◆ **WHAT IS BEING ASKED**:
Your response should contain every line from the data below that holds the string "mural".

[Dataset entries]
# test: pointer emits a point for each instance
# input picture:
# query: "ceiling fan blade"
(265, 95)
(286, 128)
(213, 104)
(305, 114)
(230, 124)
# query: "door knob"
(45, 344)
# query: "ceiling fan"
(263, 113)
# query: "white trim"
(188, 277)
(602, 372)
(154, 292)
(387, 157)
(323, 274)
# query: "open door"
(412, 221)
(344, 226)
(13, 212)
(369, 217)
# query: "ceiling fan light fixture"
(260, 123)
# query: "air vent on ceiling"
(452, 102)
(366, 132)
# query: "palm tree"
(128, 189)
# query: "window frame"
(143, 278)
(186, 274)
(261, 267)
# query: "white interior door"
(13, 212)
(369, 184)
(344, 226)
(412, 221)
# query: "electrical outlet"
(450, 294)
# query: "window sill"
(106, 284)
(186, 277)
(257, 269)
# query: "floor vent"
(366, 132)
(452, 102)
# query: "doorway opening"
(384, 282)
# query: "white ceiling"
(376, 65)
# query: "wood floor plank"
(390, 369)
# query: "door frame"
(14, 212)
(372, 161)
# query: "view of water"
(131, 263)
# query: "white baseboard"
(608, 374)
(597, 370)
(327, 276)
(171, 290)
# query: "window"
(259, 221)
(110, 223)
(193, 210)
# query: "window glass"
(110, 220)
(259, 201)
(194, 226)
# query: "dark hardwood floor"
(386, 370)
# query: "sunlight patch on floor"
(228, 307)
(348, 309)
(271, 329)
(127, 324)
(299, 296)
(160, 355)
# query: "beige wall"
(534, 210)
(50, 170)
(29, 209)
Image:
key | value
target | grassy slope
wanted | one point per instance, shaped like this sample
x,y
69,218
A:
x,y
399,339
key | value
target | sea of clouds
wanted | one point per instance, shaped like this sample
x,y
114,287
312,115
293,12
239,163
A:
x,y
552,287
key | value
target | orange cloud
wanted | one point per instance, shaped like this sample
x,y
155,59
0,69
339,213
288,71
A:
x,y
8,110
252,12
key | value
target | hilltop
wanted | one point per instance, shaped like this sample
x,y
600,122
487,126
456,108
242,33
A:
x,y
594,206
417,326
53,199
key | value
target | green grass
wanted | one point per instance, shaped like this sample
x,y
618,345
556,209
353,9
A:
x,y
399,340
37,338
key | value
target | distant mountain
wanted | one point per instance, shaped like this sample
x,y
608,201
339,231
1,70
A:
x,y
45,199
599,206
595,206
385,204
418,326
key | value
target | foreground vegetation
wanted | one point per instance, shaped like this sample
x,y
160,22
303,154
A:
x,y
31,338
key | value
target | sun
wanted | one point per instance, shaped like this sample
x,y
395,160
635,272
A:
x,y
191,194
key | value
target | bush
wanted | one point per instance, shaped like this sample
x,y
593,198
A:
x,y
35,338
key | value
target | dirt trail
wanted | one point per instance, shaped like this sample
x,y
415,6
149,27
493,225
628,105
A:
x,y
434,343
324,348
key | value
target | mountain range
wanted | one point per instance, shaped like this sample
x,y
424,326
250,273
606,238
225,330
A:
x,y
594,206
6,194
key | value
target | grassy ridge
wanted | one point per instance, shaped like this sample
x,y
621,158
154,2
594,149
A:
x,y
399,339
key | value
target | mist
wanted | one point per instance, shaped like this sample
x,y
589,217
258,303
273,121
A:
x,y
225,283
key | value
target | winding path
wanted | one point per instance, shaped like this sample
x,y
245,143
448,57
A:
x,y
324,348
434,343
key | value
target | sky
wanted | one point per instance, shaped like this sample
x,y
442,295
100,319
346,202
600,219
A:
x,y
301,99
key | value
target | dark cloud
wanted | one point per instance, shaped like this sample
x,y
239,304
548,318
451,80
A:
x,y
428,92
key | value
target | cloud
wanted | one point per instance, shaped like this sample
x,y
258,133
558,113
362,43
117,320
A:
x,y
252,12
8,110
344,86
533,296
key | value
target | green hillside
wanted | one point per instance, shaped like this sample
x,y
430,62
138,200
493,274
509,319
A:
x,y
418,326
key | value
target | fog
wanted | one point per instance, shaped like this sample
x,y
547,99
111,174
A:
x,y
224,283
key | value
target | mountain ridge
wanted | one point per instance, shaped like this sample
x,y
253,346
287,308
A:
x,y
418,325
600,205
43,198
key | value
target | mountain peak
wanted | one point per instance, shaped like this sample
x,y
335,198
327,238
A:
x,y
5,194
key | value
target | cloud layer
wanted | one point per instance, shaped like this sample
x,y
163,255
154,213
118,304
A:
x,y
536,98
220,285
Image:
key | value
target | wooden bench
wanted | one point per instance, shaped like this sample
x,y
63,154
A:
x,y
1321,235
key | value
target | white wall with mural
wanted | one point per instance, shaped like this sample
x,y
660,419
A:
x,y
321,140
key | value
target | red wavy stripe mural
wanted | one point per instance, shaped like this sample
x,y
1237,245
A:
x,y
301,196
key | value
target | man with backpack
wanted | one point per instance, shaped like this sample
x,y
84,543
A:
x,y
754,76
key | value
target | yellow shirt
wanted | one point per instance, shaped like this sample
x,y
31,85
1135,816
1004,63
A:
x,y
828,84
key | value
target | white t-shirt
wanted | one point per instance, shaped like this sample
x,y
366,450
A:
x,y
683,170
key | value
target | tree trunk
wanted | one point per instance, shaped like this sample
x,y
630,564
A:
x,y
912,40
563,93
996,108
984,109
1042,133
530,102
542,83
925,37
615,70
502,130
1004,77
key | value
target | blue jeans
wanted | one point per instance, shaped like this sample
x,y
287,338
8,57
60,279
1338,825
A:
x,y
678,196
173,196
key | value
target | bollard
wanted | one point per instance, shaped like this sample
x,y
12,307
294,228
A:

◆ **TASK OUTPUT**:
target | white wall with mural
target | red wavy stripe mural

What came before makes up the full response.